* Data to use

-----

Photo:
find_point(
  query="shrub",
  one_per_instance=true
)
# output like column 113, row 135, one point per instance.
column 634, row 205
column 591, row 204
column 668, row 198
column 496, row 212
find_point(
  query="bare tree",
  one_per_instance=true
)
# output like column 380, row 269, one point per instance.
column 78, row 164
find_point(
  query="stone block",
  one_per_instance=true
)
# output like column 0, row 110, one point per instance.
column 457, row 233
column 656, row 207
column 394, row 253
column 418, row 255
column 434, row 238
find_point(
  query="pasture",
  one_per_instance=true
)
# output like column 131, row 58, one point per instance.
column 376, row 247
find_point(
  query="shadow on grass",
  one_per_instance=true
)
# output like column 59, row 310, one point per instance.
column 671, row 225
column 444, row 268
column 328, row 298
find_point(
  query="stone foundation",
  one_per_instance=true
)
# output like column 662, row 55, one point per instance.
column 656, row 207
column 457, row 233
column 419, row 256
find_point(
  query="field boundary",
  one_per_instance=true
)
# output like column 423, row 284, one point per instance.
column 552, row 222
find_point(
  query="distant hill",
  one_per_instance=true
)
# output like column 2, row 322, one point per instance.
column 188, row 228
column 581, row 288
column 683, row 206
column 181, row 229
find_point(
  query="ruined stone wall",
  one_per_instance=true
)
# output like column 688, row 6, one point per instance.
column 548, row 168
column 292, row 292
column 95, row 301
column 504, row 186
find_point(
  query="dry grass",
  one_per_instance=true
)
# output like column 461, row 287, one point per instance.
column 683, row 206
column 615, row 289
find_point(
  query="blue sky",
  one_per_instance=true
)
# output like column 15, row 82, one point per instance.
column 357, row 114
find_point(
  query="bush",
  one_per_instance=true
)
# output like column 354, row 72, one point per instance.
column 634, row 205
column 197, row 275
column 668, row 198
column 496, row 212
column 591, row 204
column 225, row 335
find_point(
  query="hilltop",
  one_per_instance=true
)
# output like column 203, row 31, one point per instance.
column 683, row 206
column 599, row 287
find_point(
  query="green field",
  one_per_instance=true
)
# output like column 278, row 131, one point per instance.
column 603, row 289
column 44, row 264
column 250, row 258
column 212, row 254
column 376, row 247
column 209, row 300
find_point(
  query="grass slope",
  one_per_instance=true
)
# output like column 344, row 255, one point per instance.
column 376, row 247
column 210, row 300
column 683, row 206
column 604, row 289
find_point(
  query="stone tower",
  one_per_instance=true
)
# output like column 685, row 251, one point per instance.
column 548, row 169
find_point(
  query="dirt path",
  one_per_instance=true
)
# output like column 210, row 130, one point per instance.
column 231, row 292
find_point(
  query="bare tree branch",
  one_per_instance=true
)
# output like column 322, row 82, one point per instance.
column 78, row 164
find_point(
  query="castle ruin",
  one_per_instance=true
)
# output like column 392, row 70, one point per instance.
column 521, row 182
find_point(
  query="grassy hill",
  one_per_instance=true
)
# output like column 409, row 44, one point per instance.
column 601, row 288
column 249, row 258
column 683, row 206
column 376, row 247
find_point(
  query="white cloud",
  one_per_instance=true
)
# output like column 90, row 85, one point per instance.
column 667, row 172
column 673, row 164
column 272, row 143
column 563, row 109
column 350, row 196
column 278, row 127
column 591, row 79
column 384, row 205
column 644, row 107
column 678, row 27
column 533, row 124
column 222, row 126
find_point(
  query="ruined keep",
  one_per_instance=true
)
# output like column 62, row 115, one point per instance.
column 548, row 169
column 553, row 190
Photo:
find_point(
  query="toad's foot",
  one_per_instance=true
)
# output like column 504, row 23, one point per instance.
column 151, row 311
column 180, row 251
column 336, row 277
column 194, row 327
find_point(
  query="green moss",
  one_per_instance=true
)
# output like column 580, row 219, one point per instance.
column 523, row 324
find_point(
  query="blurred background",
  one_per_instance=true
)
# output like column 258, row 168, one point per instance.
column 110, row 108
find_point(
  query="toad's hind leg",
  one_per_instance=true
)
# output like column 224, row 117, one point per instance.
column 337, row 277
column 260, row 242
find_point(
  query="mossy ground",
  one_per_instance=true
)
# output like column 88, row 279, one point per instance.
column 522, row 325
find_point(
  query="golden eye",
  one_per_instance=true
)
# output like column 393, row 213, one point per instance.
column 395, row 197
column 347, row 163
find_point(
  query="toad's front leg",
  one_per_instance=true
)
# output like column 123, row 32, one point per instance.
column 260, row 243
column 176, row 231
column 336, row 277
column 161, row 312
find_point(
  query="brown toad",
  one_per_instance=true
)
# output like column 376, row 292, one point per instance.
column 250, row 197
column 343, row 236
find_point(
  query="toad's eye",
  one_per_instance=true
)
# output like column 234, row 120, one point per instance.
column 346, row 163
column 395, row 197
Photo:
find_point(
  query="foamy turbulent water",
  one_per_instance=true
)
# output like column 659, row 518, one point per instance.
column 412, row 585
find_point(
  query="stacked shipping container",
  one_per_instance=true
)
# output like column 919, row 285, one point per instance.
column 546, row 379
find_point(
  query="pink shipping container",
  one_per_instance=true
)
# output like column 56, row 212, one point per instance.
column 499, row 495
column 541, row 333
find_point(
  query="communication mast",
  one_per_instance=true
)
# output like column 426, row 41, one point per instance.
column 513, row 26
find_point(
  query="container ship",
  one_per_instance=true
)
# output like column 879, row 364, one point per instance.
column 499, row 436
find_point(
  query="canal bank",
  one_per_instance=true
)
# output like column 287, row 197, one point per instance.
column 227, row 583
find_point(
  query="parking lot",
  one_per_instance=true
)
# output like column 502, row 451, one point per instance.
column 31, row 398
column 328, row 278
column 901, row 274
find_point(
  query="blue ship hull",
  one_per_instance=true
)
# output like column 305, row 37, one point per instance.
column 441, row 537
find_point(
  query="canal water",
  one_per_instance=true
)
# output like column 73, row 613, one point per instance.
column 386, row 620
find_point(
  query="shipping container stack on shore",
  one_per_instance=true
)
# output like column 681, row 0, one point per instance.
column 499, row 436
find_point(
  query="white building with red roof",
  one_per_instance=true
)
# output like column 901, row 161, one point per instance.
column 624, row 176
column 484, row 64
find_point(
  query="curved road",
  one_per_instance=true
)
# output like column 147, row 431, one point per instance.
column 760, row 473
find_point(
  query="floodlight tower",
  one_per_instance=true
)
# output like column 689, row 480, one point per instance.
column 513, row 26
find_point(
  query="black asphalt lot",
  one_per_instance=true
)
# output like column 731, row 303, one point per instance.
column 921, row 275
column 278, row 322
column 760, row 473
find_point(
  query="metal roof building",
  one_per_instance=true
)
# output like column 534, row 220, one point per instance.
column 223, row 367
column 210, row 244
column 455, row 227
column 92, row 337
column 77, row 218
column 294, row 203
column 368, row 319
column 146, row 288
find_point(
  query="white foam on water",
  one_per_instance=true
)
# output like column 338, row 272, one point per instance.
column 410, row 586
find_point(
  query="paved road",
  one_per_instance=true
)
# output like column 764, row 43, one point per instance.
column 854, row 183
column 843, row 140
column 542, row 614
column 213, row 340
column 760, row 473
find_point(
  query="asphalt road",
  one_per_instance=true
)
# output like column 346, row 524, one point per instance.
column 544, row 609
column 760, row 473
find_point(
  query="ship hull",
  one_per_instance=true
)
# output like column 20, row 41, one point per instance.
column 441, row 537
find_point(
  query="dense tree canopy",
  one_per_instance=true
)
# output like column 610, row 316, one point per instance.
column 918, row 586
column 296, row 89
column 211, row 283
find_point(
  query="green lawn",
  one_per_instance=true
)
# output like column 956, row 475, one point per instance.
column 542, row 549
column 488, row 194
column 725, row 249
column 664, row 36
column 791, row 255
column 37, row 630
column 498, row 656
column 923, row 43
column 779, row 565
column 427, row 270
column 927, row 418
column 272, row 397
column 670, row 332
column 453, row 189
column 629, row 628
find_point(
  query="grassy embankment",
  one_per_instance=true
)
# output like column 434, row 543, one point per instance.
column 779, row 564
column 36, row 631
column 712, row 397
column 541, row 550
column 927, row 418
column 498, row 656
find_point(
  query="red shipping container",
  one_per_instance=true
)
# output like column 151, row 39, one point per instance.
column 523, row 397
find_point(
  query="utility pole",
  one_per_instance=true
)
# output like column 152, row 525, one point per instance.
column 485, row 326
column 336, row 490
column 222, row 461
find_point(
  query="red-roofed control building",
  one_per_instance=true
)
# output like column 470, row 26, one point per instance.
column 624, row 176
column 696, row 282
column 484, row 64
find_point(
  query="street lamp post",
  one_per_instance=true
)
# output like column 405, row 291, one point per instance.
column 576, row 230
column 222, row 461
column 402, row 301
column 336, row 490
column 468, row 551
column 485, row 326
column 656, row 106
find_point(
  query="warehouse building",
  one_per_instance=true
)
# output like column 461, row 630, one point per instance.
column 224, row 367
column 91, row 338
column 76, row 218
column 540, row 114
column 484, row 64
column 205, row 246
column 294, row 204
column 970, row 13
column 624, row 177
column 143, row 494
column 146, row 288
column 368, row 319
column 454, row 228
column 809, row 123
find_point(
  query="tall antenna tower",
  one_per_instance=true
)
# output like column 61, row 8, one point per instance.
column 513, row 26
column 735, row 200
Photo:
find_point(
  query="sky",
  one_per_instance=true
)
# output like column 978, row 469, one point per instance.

-----

* Task directions
Only lines that contain the string "field" count; pick each one out of the records and copy it.

* Exercise output
  query="field boundary",
  query="green field",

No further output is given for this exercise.